#### Directions for this task:
Although the data below contains pictures, please reproduce only its words, exactly.

(Stored data entries)
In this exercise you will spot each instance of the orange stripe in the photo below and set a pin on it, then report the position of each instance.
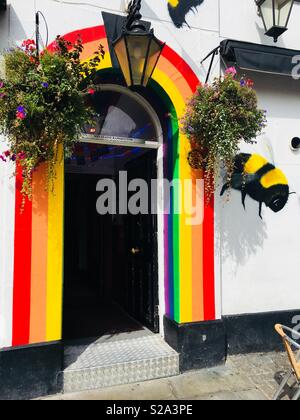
(39, 256)
(197, 260)
(173, 74)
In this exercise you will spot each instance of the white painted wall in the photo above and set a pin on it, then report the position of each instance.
(257, 265)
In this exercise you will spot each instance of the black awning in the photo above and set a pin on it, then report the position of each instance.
(2, 5)
(256, 57)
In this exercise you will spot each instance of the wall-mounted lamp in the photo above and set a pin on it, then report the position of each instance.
(275, 15)
(137, 49)
(295, 144)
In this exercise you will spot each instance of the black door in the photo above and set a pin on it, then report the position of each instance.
(141, 233)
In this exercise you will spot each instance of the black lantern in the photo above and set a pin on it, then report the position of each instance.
(137, 49)
(2, 5)
(275, 15)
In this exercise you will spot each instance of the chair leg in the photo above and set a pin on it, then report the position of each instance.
(297, 395)
(282, 385)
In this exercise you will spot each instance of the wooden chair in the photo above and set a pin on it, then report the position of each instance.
(287, 335)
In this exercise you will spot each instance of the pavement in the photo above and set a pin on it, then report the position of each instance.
(245, 377)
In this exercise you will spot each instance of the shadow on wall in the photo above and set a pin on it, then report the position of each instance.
(239, 233)
(15, 30)
(180, 48)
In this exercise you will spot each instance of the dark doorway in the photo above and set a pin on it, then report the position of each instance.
(110, 273)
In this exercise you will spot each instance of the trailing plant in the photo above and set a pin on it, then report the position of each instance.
(218, 118)
(43, 103)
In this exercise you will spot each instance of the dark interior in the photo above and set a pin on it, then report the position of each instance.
(107, 289)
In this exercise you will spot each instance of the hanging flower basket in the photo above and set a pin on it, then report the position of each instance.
(218, 118)
(43, 103)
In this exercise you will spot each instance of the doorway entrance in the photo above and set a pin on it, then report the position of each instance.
(110, 273)
(111, 260)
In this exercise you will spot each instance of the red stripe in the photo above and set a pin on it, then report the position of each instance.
(182, 67)
(87, 35)
(209, 263)
(22, 267)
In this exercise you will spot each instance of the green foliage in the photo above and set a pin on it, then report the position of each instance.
(218, 118)
(43, 103)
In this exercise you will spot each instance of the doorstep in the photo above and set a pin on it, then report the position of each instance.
(105, 364)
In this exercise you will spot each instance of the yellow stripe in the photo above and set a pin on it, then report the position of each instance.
(185, 240)
(273, 177)
(55, 254)
(254, 164)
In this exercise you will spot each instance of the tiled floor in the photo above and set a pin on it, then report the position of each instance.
(249, 377)
(110, 363)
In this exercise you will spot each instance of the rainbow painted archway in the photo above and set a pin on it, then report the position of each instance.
(36, 250)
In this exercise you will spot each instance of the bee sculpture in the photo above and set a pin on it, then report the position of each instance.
(178, 10)
(255, 176)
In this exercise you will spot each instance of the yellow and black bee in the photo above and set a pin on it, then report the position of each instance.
(262, 181)
(178, 10)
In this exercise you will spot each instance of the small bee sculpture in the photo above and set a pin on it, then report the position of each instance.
(262, 181)
(179, 9)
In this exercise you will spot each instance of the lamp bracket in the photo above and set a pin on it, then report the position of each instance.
(133, 21)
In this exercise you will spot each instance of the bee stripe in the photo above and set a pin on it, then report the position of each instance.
(274, 177)
(174, 3)
(254, 164)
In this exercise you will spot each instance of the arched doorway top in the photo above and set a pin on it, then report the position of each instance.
(123, 116)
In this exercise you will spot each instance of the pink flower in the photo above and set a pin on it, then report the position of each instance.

#### Task solution:
In this exercise you will spot each instance of the orange stripe in the photo below and set a pin on it, then report the position of each instance.
(39, 256)
(197, 260)
(173, 74)
In this exercise you will spot each instance of the white painted wall in the photo above and set a pin on it, then report the position of each instance.
(257, 265)
In this exercise you will spot each instance of the black awning in the photo above and set a pin on it, then report the position of each instance.
(2, 5)
(256, 57)
In this exercise you will spot each instance of the wall-mounted lamp in the photo above and set a pin on it, then report the position of each instance.
(275, 15)
(137, 49)
(295, 144)
In this exercise you will spot each instance of the black door in the photo above and set a pin on it, then report the position of each instance.
(141, 233)
In this exercise you will spot each instance of the black lantern in the photo above and set a pin on it, then report the position of each instance.
(137, 49)
(2, 5)
(275, 15)
In this exercise you will spot each instance of the chair leg in the photo above and set a pin on it, then report the position of each instance.
(297, 395)
(282, 385)
In this exercise you will spot each instance of the wooden chair in the photo above and set a pin on it, then report the position of each instance.
(287, 335)
In this exercise you will spot each instance of the pavement in the photo above and set a pin on it, then report the position of each instance.
(245, 377)
In this exercise you will spot each instance of the shadow on wall in the photo above and set a pin on it, then report the position of each instance.
(239, 233)
(15, 30)
(180, 48)
In this exercise you will spot each instance of the dark doorway in the photo above and set a pin on it, then report the position of each instance.
(110, 273)
In this exercise you will spot each instance of the trailing plant in the photo above and set a pin on it, then report the position of each instance.
(218, 118)
(43, 103)
In this exercise you will spot each instance of the dark interior in the photo above and set a pin on it, then report the position of each instance.
(107, 289)
In this exercise you will spot each instance of the hanging flower basket in the photo above and set a pin on it, then report the position of each instance.
(218, 118)
(43, 103)
In this exercise you will spot each instance of the doorway entrance in the photo above and set a pin on it, then report the position of each instance.
(110, 273)
(111, 260)
In this exercise you will spot each instance of the red stripe in the photo above and set a pin on it, then report the position of each instance.
(182, 67)
(87, 35)
(209, 263)
(22, 267)
In this exercise you will spot each instance of the green foliage in the photo above and set a pin on it, then report the position of each instance.
(218, 118)
(43, 103)
In this exercise you will spot each instance of the doorstep in the photo above and set a pin on it, then report the position of each instance.
(105, 364)
In this exercise you will spot each instance of the yellow stripe in the photo above and set a pin on it, then report the position of each instance.
(185, 240)
(273, 177)
(55, 254)
(254, 164)
In this exercise you will spot each instance of the tiled floor in the photo above and set a pin on it, then report the position of each instance.
(249, 377)
(110, 363)
In this exercise you will spot each instance of the rainbow painted archway in the photo above and set a pin on it, then report the position of each instance.
(36, 250)
In this exercise you will spot each instance of the bee sculpture in the photo above and set a pin on it, then report the position of each instance.
(178, 10)
(255, 176)
In this exercise you will spot each instance of the yellow and black bee in the photo above and set a pin on it, then report the position of each instance.
(262, 181)
(178, 10)
In this exercise you will spot each instance of the small bee sculpture in the photo above and set a pin on it, then report the position of each instance.
(262, 181)
(179, 9)
In this exercise you will spot each instance of the lamp bracket in the photo above and set a pin on it, then report the position of each instance.
(133, 21)
In this exercise you will spot each instance of the bee stripe in the photo above and set a pin on it, then report the position of each instance.
(274, 177)
(174, 3)
(254, 164)
In this exercise you will spot each instance of the arched doorway top in the photo above and set a pin on it, then report the position of each instance.
(123, 116)
In this exercise you will spot each instance of the pink flower in the photo above and set a pin on it, then report the position of each instance.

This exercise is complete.